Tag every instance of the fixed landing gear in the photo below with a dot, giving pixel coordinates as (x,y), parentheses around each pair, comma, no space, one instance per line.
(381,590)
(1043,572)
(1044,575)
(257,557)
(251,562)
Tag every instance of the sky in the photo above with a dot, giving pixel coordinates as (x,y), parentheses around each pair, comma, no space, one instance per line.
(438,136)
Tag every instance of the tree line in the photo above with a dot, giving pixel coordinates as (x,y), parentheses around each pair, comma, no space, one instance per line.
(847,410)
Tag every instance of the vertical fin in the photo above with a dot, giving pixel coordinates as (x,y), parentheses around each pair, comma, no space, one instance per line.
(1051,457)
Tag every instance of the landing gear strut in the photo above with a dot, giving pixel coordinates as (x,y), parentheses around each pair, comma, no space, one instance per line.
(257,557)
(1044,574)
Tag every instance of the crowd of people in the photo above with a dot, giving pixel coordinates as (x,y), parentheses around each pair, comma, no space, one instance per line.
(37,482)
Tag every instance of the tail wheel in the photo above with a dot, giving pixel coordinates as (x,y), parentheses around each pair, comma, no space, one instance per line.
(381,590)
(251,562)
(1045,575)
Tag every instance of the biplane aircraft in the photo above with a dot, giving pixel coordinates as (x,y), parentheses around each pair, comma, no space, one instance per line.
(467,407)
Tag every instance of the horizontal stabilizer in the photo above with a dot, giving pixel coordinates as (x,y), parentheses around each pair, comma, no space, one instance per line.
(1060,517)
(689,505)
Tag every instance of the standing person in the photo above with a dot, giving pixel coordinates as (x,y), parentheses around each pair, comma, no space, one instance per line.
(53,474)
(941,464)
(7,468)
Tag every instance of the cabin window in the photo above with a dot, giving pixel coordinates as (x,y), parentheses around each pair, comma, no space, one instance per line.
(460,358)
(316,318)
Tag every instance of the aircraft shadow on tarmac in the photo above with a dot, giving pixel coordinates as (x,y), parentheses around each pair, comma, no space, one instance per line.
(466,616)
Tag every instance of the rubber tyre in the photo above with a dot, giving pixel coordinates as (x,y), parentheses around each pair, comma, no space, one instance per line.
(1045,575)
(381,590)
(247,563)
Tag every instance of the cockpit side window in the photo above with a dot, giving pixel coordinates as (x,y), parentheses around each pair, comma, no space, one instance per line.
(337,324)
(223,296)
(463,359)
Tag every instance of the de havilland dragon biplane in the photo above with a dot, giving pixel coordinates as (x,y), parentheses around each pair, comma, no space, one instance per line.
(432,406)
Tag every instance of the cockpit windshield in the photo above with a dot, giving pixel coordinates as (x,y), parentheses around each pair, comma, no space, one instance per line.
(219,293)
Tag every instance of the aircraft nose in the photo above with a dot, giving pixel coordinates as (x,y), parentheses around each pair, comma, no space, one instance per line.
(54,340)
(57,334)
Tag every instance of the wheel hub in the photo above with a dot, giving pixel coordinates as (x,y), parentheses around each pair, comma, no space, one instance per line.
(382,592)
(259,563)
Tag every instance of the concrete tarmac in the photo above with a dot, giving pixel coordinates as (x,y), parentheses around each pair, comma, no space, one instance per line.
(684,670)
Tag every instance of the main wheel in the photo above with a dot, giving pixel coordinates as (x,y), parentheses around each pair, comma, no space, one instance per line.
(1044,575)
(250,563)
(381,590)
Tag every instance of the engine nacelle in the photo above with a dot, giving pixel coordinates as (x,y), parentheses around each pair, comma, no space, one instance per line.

#### [TASK TO COMPLETE]
Could you write out, exactly, each line of the data above from the one containing "Tag every instance of the aircraft shadow" through the last, including both?

#### [ANSWER BOX]
Tag every instance of the aircraft shadow on tarmac in the photo above with a dot, giving pixel coordinates as (x,y), parentheses around each pair, comma, no space, one instance per line.
(466,616)
Tag every instance of the rubber tyre in the photo above with a dot, giving pixel coordinates as (x,y), parentheses around each pair, comma, no space, one instance per line.
(1045,575)
(381,590)
(247,563)
Tag every instance of the cockpit side window in the photo above with a dot, giving pixel coordinates as (x,y), parentheses around each pair, comma, no space, one instance per line.
(337,324)
(223,296)
(463,359)
Tag every instance of the de havilland dragon biplane in the photo above with a dot, giving pixel coordinates as (x,y), parentheses around each pair, comma, no space, one instance per line.
(432,406)
Tag every instance of the cockpit windshield in the photo above with a dot, giving pixel coordinates as (x,y), parentheses around each pair, comma, no space, one instance per line.
(219,293)
Tag every instance of the aircraft nose in the photo above with a dot, giving pixel coordinates as (x,y), parentheses around each pair, comma, no space, one instance per line.
(54,340)
(57,334)
Tag every instance of the wheel hub in the photo above with a dot, giving pixel coordinates as (x,y), parentheses around each pair, comma, no space, one instance per line.
(382,592)
(259,563)
Tag every instance of the concrete tarmac in the photo above with a dot, giving pixel coordinates as (x,y), parentheses around each pair, comma, no space, one instance per line.
(684,670)
Tag every instance of the main wheel in the photo above with a dot, giving pixel coordinates as (x,y), parentheses around each pair, comma, no space, one instance per line.
(1044,575)
(250,563)
(381,590)
Tag every instance of the engine nacelle in the photo above with a dot, giving pixel coordinates as (x,y), parentheses around each pair, comma, no space, one instance per line.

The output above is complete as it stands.